● Goal of the exercise: In your copy, leave out the pictures and repeat the entries below exactly.

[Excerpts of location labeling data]
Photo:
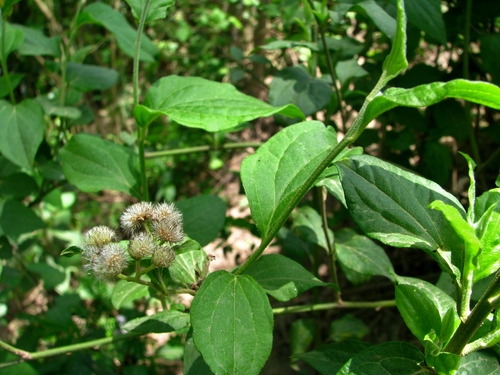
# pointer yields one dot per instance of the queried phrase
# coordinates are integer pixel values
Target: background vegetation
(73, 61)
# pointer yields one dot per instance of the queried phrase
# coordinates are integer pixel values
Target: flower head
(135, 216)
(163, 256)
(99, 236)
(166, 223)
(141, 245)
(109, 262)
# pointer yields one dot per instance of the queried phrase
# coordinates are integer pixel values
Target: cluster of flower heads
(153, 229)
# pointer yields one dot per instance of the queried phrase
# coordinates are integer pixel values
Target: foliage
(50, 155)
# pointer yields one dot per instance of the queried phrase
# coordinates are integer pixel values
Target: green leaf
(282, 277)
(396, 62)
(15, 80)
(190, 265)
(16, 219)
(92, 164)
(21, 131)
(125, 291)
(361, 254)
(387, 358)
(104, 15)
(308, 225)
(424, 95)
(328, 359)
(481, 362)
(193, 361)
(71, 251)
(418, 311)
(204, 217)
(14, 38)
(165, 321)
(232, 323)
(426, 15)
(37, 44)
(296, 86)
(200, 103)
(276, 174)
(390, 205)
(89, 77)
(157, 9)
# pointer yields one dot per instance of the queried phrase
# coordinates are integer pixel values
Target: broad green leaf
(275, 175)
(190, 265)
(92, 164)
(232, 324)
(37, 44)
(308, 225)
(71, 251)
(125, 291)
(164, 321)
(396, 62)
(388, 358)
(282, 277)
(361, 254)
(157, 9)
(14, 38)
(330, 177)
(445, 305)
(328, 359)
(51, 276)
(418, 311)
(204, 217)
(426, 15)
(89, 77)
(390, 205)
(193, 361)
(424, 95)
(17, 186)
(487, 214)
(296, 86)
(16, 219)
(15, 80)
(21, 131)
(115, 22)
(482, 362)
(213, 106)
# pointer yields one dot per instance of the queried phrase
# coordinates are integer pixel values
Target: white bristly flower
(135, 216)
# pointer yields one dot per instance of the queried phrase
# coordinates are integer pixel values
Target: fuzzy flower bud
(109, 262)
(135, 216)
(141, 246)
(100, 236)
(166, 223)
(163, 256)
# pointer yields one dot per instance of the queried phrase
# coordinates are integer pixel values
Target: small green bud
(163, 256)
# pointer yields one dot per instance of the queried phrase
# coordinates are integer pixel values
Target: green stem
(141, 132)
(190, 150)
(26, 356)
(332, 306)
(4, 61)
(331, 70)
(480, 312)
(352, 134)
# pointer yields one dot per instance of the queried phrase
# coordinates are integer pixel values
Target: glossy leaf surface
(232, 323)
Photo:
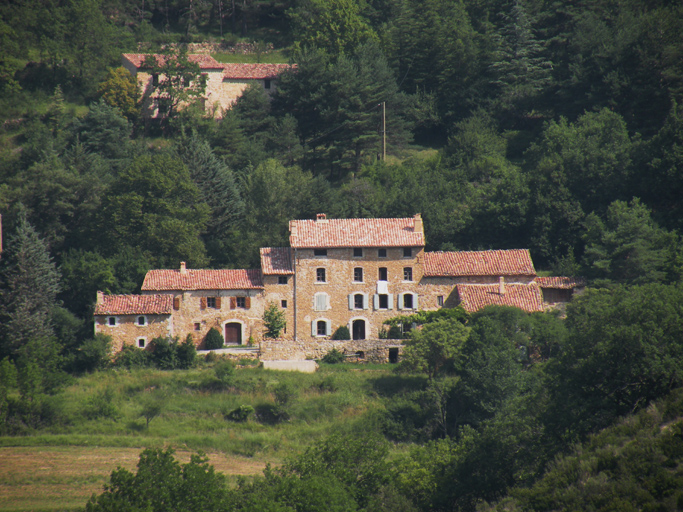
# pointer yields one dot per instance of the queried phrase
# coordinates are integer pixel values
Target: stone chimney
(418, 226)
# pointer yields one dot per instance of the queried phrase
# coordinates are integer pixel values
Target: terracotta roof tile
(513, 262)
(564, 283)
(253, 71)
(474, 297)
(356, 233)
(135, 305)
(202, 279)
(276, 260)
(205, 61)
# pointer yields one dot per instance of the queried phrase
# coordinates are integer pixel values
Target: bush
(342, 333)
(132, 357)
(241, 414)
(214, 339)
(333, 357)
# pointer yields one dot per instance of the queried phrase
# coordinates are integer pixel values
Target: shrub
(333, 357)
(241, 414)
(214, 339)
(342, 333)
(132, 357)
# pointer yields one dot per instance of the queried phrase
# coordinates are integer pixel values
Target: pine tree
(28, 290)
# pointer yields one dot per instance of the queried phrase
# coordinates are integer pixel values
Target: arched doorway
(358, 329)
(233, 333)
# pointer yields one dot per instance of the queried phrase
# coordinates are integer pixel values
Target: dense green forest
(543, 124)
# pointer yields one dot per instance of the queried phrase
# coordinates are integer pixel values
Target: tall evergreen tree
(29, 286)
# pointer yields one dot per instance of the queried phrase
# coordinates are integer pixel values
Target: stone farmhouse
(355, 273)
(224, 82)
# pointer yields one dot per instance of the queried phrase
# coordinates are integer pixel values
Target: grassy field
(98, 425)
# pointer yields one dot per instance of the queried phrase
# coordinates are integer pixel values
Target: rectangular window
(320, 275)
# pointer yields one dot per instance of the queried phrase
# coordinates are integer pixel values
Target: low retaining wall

● The reply:
Photo:
# pointer yields one dot per instance of the queried phrase
# coordinates are integer pixel values
Target: background vegetation
(73, 61)
# pointer yields one dot per instance of the queried phrase
# coordinates are integer pixel values
Target: flower head
(135, 216)
(163, 256)
(99, 236)
(166, 223)
(141, 245)
(109, 262)
# pointer yields one dot per instance of the queried phrase
# coordinates are integer pixel values
Target: cluster of flower heads
(153, 229)
# pointer yields one dot per instance of the queried phrase
# coordinates are integer pixel values
Target: foliage
(50, 155)
# pointer yields one dot per instance of the queried phrase
# coordinates are integer pixel values
Target: green leaf
(282, 277)
(396, 62)
(15, 80)
(190, 265)
(16, 219)
(92, 164)
(21, 131)
(125, 291)
(361, 254)
(387, 358)
(104, 15)
(308, 225)
(424, 95)
(328, 359)
(481, 362)
(193, 361)
(71, 251)
(418, 311)
(204, 217)
(14, 38)
(165, 321)
(232, 323)
(426, 15)
(37, 44)
(296, 86)
(200, 103)
(276, 174)
(390, 205)
(89, 77)
(157, 9)
# pointer yields one dot per instance of the queried phrase
# coordinates are integer pixel values
Target: broad green leaf
(275, 175)
(190, 265)
(92, 164)
(232, 324)
(37, 44)
(308, 225)
(71, 251)
(125, 291)
(164, 321)
(396, 62)
(388, 358)
(282, 277)
(361, 254)
(157, 9)
(14, 38)
(330, 177)
(445, 305)
(328, 359)
(51, 276)
(418, 311)
(204, 217)
(426, 15)
(89, 77)
(390, 205)
(193, 361)
(424, 95)
(17, 186)
(487, 214)
(296, 86)
(16, 219)
(15, 80)
(21, 131)
(115, 22)
(482, 362)
(213, 106)
# pointer yields one dot per instance of the queried phrase
# coordinates are integer pixel values
Target: white bristly flower
(135, 216)
# pointer yields one dot per instance of the queried phrase
# coordinates are integer pixel values
Target: fuzzy flower bud
(109, 262)
(135, 216)
(141, 246)
(100, 236)
(166, 223)
(163, 256)
# pointer yields one dot per instance of the queried phrase
# coordinates are integer pixel values
Target: small green bud
(163, 256)
# pointer yields one dot per instance of the queried phrase
# coordinates are integer pixel values
Target: green stem
(141, 132)
(190, 150)
(26, 356)
(332, 306)
(4, 61)
(331, 70)
(480, 312)
(352, 134)
# pointer yields one dot per instance of the queried phrase
# coordinates are integer pixel values
Target: glossy leaf surface
(232, 323)
Photo:
# pointer yields one dot per instance of the queried phrase
# coordinates are integer pixel values
Target: stone chimney
(418, 226)
# pointer yields one dot per instance of the queried phrase
# coordinates are integer pixel values
Target: terracotta roof tile
(513, 262)
(564, 283)
(253, 71)
(474, 297)
(356, 233)
(135, 305)
(202, 279)
(276, 260)
(205, 61)
# pointer yields one dot per instance of the queried phrase
# coordinates are integer pixel values
Target: bush
(342, 333)
(132, 357)
(241, 414)
(214, 339)
(333, 357)
# pointer yields one dot per instance of the queried phrase
# coordinates are integer pixel values
Target: shrub
(333, 357)
(241, 414)
(214, 339)
(342, 333)
(132, 357)
# pointer yields one dot per instance of the queried phrase
# coordinates are integer pixel values
Target: pine tree
(28, 290)
# pointer yields one dot per instance of the queried phrase
# coordinates are integer pixel values
Target: arched doorway
(358, 329)
(233, 333)
# pointer yields one dot per instance of the queried phrase
# coordinates are integer pixel values
Target: dense green forest
(543, 124)
# pointer yields one dot per instance of the queried phrase
# coordinates are integer pixel values
Target: tall evergreen tree
(29, 286)
# pointer yields one dot per instance of the queried phrase
# coordinates are integer pixel values
Target: stone farmhouse
(355, 273)
(224, 82)
# pointer yields one dot per instance of the queried phrase
# coordinates are integer pixel values
Target: grassy field
(98, 425)
# pointer yields one dot per instance of the queried phrase
# coordinates are integer pixel values
Target: rectangular window
(320, 275)
# pointer yields one dot per instance of the queried phrase
# coordinates are integer pixel values
Target: low retaining wall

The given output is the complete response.